Point annotation dataset records ->
=-=-=-=-=

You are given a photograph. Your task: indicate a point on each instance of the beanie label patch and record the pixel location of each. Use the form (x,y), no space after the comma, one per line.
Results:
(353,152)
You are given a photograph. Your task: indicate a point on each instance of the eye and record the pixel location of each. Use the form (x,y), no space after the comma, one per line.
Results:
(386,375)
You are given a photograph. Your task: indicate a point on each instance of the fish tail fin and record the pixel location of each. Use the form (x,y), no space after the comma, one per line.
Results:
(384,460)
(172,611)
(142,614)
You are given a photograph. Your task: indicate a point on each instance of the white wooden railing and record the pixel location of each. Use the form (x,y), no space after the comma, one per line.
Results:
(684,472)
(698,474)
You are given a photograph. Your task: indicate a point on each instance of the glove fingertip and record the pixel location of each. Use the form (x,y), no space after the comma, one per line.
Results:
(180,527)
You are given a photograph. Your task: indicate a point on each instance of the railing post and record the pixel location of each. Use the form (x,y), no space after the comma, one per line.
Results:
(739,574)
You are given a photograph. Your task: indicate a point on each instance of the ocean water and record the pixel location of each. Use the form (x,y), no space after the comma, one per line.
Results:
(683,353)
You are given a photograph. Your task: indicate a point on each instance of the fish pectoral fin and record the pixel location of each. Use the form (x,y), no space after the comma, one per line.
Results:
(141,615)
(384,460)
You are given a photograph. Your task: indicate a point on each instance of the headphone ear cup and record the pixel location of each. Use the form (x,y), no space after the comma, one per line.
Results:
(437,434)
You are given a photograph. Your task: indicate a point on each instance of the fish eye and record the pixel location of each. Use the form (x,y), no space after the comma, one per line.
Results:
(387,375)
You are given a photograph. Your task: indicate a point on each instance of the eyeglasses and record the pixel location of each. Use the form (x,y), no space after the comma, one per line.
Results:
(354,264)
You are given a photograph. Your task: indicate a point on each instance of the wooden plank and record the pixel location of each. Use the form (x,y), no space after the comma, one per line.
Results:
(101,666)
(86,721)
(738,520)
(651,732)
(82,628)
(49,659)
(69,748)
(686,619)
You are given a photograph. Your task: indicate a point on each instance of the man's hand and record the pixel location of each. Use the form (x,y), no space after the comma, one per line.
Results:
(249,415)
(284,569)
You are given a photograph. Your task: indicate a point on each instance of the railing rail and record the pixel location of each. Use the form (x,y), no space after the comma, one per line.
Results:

=-=-=-=-=

DESCRIPTION OF THE TASK ->
Write out all of these lines exactly as they appear.

RESULT OF THE EXERCISE ->
You are given a photograph. Your task: indicate a point on each instance of the beanie label patch and record the pixel location of each. Use the form (x,y), no space after the comma, one per line.
Results:
(353,152)
You are given a photograph. Your task: indicate a point on each instance of the eye and record the pixel location of each. Use the form (x,y), no space after the comma, one per line.
Results:
(386,375)
You are given a photograph. Your task: indicate a point on each instance of the fish tail fin and record the pixel location of each. Use the form (x,y), no space after the comma, one per line.
Results:
(384,460)
(172,611)
(142,614)
You are given a photograph. Your task: indicate a point on each instance of the white wooden railing and record the pixel location of each. Use the form (x,y), no space after the comma, one per line.
Results:
(684,472)
(698,474)
You are given a photograph. Your task: indicate a point on each instance of the glove fingertip and record the pixel location of each. Use the form (x,y), no space after the comma, one per line.
Results:
(180,527)
You are given a photograph. Your task: indicate a point on each instance of the railing post and record the pixel location of each. Use the form (x,y), no space after the comma, one per line.
Results:
(739,574)
You are given a photograph. Your task: indicate a point on each instance of the ocean water and record the pixel location of each. Use the form (x,y), no space after the comma, one per line.
Results:
(683,353)
You are given a photograph. Your task: indicate a point on each instance of the fish pectoral fin and record the pixel location of each. Use the form (x,y), no space after the comma, one per line.
Results:
(141,615)
(384,460)
You are given a photograph. Your task: indicate a point on each instance of the headphone ear cup and record the pixel location of each. Use the form (x,y), no space after the comma, one per line.
Results:
(437,434)
You are given a photograph. Your task: indicate a point on each instance of the fish eye and record the pixel location of each. Use the form (x,y), no space after the comma, one per line.
Results:
(387,375)
You are given a photograph. Your task: indicate a point on each instance of the eyeglasses and record the pixel location of each. Use the form (x,y), no space after the comma, one per line.
Results:
(354,264)
You are given a photograph. Your task: indicate a point on each instance of the wooden plank and record the pixel location of each. Use the form (x,y), no space after the comma, one per line.
Results:
(101,666)
(86,721)
(738,520)
(651,732)
(82,628)
(49,659)
(69,748)
(686,619)
You are given a photograph. Your task: indicate a point on each instance of the man's hand and record the pixel location of each. Use the form (x,y), no space after the comma, one per line.
Results:
(249,415)
(284,569)
You are given a photograph. Your task: indicate a point on each instance of the railing rail and record the pixel location of each. Use the form (x,y), no space after the comma, one per line.
Results:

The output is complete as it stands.